WHAT THE TASK ASKS: Count the lines in the entries that follow that contain the word "below", and give only the number.

EXERCISE INPUTS:
::::::
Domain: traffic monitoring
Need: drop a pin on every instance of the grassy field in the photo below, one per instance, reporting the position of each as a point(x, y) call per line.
::::::
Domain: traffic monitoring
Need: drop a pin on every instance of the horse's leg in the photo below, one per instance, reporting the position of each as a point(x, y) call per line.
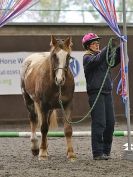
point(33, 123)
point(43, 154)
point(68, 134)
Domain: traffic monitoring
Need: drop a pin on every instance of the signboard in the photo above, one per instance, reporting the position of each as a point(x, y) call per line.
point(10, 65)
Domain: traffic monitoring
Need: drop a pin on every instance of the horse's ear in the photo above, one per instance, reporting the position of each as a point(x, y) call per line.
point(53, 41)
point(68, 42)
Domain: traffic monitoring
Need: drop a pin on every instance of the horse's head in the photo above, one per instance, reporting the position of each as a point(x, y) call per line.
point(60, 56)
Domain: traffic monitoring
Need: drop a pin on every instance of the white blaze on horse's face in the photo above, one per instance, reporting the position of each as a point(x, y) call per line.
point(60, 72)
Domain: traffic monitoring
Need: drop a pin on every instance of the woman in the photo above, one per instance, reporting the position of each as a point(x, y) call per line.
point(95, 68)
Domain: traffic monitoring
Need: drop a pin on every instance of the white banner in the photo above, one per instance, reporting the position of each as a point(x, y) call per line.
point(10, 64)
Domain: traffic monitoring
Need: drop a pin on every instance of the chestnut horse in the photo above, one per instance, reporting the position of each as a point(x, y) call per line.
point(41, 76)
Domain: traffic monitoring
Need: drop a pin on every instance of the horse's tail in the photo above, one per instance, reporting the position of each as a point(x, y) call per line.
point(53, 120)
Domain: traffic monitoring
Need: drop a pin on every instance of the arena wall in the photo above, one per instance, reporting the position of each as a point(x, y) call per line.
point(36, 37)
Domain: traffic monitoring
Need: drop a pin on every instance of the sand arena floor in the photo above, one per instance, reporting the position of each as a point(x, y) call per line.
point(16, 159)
::::::
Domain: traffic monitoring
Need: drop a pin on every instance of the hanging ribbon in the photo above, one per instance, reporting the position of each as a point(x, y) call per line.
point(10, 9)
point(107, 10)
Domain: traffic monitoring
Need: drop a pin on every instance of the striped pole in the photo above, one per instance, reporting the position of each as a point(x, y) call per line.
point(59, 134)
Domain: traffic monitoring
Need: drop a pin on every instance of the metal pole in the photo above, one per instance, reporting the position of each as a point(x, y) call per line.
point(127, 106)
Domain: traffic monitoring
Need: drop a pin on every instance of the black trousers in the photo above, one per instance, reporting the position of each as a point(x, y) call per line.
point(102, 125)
::::::
SOLUTION TO THIS PROBLEM: 2